AUFGABE » Übertrage den Satz „Unterwegs nehmen die Freunde einen Anhalter mit, der ihnen von den stillgelegten Schlachthöfen in der Gegend erzählt und etwas psychotisch wirkt.“ aus dem Seitentext ins Englische.

SEITENTEXT »
▼▼▼

Der hierzulande als „Blutgericht in Texas“ 1978 veröffentlichte, aber stark gekürzte Horror-Film „The Texas Chain Saw Massacre“ kam 1974 in die amerikanischen Kinos. Bereits 2014 wurde der Film in 4K restauriert. Nun zum 50. Jubiläum bringt Dropout Cinema diesen einflussreichen und kontroversen Meilenstein des Horror-Films erneut auf die Leinwand. Eine Gelegenheit, die sich Genrefans kaum entgehen lassen können.
Die Warnung zu Beginn des Films erweckt den Eindruck, die folgenden Ereignisse wären tatsächlich passiert. Während im Radio von abscheulichen Grabschändungen in Texas berichtet wird, flackert das Licht über verwesende Leichenteile und Detailaufnahmen von Sonneneruptionen.

Eine Gruppe junger Leute ist mit dem Van unterwegs um nach dem Grab von Sallys (Marylin Burns) und Franklins (Paul A. Partain) Großvater zu sehen. Die Grabstätte scheint unangetastet und so nutzen die Freunde Jerry (Allen Danziger), Kirk (William Vail) und Pam (Terri McKinn) die Gelegenheit nochmal das inzwischen verlassene Haus der Großeltern zu besuchen.
Unterwegs nehmen die Freunde einen Anhalter mit, der ihnen von den stillgelegten Schlachthöfen in der Gegend erzählt und etwas psychotisch wirkt. Als der Anhalter Franklin in seinem Rollstuhl angreift, schmeißen die Freunde den Typen raus. Beim Halt an der nächsten Tankstelle gibt’s zwar kein Benzin, weil der Tankwagen erst nachmittags kommt, aber den gut gemeinten Rat das alte Anwesen lieber nicht zu besuchen.

▲▲▲

DATENAUSZUG »
▼▼▼

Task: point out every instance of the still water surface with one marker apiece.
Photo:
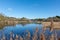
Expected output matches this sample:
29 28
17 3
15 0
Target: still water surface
21 30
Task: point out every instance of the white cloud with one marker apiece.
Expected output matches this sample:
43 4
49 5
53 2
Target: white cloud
9 9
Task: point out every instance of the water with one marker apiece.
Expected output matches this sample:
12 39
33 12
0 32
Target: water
21 30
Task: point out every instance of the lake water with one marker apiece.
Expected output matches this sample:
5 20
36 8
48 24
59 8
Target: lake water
21 30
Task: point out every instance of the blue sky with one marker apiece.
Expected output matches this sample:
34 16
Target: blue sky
30 8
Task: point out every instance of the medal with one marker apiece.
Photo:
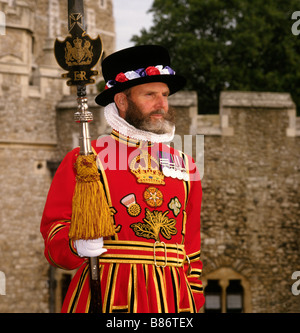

▲▲▲

LÖSUNG » On the way, the friends pick up a hitchhiker who tells them about the disused slaughterhouses in the area and seems somewhat psychotic.